Set task: Provide the data again in its entirety, exactly as given.

Data for this exercise:

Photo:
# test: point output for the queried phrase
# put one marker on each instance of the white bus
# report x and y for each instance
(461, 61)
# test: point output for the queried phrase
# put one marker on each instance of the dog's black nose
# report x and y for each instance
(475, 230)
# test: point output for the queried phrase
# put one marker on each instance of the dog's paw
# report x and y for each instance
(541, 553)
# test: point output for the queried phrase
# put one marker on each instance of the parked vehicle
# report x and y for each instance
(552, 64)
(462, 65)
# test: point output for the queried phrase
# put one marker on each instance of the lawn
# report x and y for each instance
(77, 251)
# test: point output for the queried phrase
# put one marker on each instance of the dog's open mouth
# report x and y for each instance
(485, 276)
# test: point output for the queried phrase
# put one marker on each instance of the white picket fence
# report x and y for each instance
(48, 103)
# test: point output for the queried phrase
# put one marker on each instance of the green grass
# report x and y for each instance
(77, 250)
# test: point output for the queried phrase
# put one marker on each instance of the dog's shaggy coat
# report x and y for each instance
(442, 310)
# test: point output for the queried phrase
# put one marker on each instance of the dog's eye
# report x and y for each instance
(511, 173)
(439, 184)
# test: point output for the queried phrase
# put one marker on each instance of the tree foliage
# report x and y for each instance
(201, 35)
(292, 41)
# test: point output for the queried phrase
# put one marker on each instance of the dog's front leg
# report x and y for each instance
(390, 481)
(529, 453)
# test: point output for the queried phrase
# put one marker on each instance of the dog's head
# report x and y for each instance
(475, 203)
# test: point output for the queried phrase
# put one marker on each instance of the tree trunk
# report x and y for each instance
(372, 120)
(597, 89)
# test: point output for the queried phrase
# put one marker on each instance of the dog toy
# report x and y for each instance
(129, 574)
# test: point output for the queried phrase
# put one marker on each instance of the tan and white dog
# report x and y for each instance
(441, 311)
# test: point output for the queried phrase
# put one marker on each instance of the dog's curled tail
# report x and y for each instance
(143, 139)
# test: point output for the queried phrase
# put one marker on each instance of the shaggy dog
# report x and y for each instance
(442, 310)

Output of the task:
Photo:
# test: point output for the queried phrase
# put one marker on each instance of the white bus
# report x and y for each instance
(461, 61)
# test: point output for the queried phrase
# put one marker on each instance of the dog's black nose
# report x and y for each instance
(475, 230)
# test: point output for the queried phrase
# put one marker on each instance of the dog's paw
# report x and y for each instance
(541, 553)
# test: point output for the queried phrase
# put one marker on each instance of the parked vehicle
# report x and y for each instance
(552, 64)
(462, 65)
# test: point output for the queried phrase
# put one marker on each instance of the lawn
# report x and y for each instance
(77, 251)
# test: point output for the queried phrase
# put one marker on each instance of the dog's open mouth
# report x and y for each instance
(485, 276)
# test: point output for the queried phrase
# put one marker on each instance of the white picket fence
# report x and y for each instance
(48, 103)
# test: point output for the queried phrase
# put one marker on each instance of the green grass
# report x and y for each instance
(77, 250)
# test: point output for the queried phrase
# put one marker on each instance of the dog's shaggy coat
# report x and y for each instance
(442, 310)
# test: point output for the queried phrase
# put one marker on each instance of the dog's eye
# report x and y for each instance
(511, 173)
(439, 184)
# test: point output for the queried phrase
# put one marker on each instance of the tree foliage
# report x and y for each instance
(201, 35)
(292, 41)
# test: point output for the queried phrase
# put one marker on each instance of the dog's front leg
# report x and y for each instance
(390, 481)
(529, 453)
# test: point output for the queried phrase
# put one marker on each instance of the dog's head
# report x and y for each instance
(475, 203)
# test: point output for the queried phrase
# put one marker on each instance of the tree trunk
# report x and y for each instance
(372, 120)
(597, 89)
# test: point output for the queried phrase
# put one marker on each instance of the dog toy
# report x and y for each instance
(129, 574)
# test: point output for the queried phrase
# put one marker on each instance of the tan and white dog
# report x and y for each instance
(441, 311)
# test: point output for the queried phrase
# put one marker on each instance of the dog's curled tail
# report x and y for each instance
(143, 139)
# test: point output for the queried phrase
# put one marker on each instance of the shaggy dog
# report x and y for each instance
(442, 310)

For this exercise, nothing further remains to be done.